Copy the items from the line with "outline brown knitted sweater" to the line with "121], [148, 119]]]", swapping "brown" for "gray" and leaving everything else the same.

[Part of a data file]
———

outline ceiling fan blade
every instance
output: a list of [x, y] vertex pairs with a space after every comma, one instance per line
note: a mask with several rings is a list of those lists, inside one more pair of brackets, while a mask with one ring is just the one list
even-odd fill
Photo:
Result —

———

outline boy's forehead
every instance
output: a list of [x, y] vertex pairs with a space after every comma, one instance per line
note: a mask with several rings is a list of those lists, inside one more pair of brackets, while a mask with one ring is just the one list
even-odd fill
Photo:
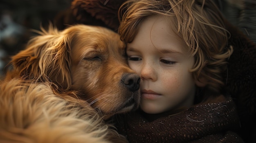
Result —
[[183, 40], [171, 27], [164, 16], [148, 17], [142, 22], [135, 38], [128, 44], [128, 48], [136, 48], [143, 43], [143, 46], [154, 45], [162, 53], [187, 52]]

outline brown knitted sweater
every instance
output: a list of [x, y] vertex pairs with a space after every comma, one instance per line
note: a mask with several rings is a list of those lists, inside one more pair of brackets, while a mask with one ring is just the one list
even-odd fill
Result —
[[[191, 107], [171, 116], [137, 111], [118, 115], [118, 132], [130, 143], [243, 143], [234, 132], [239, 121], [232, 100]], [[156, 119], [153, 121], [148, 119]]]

———

**Problem solution:**
outline gray knitted sweater
every instance
output: a list of [x, y] vertex pairs with a space after every comma, one instance per line
note: a mask with several rings is a list of those lists, inside one more pair of brackets, while a mask with one ring is just the one list
even-odd fill
Result —
[[[191, 107], [171, 116], [137, 111], [118, 115], [118, 132], [130, 143], [243, 143], [234, 132], [239, 121], [232, 100]], [[156, 119], [153, 121], [148, 119]]]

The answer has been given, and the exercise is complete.